## Stated goal
Replace "Target" with "Object" in the lines from the first one up to and including the line with "column 45, row 72", and give back only those lines with nothing else changed.

## Data lines
§ §

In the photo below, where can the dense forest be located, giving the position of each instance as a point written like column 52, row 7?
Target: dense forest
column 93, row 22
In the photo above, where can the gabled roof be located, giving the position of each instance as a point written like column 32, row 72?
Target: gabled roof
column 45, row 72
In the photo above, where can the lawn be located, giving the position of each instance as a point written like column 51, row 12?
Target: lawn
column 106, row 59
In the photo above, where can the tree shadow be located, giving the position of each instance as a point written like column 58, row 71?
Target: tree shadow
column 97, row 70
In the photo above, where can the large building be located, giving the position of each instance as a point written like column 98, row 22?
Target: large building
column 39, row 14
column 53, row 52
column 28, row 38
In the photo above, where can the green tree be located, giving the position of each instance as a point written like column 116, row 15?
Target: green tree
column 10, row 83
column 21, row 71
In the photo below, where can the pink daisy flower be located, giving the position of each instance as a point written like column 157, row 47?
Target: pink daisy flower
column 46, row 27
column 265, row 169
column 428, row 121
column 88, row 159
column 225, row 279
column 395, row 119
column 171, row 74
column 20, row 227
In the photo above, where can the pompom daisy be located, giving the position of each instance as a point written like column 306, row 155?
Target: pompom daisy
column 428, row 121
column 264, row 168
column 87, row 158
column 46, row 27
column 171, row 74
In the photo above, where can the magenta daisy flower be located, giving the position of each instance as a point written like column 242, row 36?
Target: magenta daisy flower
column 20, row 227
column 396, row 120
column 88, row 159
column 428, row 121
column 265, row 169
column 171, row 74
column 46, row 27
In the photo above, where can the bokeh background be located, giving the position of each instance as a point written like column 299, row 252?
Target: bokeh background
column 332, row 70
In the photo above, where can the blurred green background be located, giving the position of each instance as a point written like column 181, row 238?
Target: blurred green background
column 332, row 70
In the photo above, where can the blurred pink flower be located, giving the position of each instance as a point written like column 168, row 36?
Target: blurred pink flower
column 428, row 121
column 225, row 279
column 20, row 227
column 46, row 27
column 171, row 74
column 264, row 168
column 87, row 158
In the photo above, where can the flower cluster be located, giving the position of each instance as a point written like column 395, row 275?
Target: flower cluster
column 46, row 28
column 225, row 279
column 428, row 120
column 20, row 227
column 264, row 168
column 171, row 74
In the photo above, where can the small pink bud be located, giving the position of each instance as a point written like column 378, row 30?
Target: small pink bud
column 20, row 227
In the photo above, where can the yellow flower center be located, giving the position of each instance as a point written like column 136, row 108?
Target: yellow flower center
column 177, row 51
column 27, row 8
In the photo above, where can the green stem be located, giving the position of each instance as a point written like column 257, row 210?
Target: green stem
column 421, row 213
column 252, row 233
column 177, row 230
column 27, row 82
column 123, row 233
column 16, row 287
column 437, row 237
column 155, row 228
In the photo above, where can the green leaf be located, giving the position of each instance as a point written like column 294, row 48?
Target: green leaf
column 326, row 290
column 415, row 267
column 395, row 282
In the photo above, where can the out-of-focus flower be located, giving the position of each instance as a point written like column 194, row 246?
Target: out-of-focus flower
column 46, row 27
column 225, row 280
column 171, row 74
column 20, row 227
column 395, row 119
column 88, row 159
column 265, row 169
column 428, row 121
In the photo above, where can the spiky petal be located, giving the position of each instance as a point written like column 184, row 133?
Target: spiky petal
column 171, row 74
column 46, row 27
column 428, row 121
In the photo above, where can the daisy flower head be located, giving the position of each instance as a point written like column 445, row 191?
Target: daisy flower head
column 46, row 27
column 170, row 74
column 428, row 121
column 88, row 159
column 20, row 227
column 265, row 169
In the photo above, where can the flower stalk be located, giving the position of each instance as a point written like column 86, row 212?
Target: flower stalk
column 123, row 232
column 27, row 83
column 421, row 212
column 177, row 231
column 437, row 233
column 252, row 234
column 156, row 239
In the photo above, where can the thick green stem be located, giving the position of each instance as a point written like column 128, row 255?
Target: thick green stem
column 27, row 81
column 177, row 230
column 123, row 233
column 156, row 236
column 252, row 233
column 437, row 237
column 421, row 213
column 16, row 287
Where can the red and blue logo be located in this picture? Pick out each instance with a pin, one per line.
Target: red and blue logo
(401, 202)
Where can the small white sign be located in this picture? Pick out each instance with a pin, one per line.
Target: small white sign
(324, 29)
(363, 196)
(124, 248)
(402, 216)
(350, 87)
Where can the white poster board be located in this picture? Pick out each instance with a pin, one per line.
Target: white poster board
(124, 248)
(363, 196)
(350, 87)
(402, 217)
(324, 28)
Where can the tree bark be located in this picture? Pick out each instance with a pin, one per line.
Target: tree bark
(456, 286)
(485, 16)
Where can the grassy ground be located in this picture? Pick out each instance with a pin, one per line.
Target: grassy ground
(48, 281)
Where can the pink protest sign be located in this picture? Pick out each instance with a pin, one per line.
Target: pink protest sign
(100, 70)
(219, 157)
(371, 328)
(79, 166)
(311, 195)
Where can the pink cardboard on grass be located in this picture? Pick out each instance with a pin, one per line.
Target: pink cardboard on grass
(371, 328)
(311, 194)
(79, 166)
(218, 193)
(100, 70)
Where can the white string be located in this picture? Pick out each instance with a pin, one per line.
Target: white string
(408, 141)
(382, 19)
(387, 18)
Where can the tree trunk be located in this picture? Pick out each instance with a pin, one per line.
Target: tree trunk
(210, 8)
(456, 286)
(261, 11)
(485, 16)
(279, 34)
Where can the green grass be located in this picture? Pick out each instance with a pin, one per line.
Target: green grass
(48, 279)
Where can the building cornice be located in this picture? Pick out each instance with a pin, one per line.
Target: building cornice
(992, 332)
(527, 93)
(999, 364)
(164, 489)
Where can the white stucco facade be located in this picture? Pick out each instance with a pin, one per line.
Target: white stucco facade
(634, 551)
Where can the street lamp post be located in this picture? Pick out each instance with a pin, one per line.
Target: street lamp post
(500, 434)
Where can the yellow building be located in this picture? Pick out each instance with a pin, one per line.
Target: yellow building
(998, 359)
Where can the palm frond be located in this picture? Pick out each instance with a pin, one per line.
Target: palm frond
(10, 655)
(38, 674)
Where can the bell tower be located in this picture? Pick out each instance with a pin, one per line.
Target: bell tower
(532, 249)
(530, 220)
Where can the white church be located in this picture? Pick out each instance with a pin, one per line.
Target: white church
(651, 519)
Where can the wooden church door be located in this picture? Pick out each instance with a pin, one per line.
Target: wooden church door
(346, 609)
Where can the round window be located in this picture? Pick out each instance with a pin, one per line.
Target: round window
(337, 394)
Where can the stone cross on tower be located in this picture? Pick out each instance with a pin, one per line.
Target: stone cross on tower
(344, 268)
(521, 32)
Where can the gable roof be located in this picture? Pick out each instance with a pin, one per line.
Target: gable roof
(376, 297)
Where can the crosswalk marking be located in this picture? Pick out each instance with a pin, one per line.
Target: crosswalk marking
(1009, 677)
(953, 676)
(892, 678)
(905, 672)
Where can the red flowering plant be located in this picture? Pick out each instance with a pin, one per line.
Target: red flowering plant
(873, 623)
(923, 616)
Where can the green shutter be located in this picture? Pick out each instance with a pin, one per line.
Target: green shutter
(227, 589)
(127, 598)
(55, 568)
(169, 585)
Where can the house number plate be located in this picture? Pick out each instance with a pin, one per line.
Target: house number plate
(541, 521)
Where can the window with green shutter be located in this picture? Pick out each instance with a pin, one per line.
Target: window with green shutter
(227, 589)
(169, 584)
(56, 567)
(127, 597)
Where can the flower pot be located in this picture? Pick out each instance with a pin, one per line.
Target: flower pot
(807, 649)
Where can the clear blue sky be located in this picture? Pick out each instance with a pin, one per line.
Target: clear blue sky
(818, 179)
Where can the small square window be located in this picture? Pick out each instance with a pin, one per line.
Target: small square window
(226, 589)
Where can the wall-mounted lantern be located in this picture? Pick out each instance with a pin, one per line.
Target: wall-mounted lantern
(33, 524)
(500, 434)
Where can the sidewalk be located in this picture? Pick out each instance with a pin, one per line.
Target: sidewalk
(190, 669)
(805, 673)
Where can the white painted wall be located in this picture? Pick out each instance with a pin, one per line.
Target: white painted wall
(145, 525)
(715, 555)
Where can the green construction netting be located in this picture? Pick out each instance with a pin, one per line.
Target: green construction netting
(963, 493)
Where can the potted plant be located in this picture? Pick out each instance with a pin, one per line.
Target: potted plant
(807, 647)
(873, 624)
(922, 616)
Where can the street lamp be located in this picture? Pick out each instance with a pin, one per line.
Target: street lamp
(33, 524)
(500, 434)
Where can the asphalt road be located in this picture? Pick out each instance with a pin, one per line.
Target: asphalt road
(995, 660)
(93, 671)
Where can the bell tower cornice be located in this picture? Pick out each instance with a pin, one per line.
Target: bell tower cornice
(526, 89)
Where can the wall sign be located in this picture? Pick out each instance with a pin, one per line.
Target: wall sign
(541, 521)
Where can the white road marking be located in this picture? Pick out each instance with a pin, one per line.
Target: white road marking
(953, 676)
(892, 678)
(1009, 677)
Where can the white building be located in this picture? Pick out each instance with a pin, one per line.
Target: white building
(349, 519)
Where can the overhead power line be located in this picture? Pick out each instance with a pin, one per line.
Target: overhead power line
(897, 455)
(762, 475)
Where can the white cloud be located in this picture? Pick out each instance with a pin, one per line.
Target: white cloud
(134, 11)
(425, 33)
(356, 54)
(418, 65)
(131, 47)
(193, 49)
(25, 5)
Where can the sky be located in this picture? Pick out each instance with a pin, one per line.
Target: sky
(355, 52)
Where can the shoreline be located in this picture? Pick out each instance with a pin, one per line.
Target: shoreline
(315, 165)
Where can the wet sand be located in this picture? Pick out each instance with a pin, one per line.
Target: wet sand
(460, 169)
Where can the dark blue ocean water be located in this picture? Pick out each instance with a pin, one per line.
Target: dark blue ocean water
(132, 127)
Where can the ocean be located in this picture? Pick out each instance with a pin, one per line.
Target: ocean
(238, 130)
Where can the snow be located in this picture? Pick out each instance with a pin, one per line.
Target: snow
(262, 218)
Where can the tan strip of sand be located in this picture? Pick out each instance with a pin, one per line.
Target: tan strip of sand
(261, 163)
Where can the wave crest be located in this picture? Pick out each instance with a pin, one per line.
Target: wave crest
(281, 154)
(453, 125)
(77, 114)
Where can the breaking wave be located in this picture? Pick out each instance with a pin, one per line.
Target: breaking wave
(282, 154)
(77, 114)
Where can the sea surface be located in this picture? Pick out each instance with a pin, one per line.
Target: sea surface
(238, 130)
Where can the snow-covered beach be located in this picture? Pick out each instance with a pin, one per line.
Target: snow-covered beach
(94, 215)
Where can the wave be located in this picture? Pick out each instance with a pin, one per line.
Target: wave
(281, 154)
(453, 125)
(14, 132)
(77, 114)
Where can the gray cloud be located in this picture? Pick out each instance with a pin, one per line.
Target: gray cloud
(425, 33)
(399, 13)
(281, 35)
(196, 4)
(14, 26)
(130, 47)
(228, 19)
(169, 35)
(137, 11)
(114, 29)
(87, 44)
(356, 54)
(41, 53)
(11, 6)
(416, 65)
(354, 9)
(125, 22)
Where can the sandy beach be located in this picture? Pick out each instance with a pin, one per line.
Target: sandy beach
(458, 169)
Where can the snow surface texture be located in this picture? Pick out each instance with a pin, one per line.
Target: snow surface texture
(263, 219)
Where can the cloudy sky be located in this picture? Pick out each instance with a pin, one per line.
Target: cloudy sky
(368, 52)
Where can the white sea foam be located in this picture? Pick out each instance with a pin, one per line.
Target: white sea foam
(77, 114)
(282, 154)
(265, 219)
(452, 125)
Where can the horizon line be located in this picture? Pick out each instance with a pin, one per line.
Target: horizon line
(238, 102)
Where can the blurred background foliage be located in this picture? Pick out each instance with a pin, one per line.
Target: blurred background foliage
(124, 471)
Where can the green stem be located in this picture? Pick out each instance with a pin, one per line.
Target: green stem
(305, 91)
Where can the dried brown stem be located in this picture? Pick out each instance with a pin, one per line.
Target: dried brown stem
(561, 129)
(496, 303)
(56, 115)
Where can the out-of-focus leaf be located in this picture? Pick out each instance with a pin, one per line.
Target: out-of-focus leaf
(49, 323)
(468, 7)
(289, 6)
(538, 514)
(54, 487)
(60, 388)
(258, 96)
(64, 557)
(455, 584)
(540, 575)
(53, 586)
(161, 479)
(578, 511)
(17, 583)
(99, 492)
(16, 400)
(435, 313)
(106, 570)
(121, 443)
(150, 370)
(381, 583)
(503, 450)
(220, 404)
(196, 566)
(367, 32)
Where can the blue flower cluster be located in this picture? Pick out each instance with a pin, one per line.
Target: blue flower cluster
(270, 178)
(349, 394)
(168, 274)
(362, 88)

§ §

## Answer in full
In the photo below, where can the dense forest be located, giving the position of each instance as a point written like column 52, row 7?
Object: dense forest
column 93, row 22
In the photo above, where can the gabled roof be located, giving the position of each instance as a point written like column 32, row 72?
Object: gabled roof
column 45, row 72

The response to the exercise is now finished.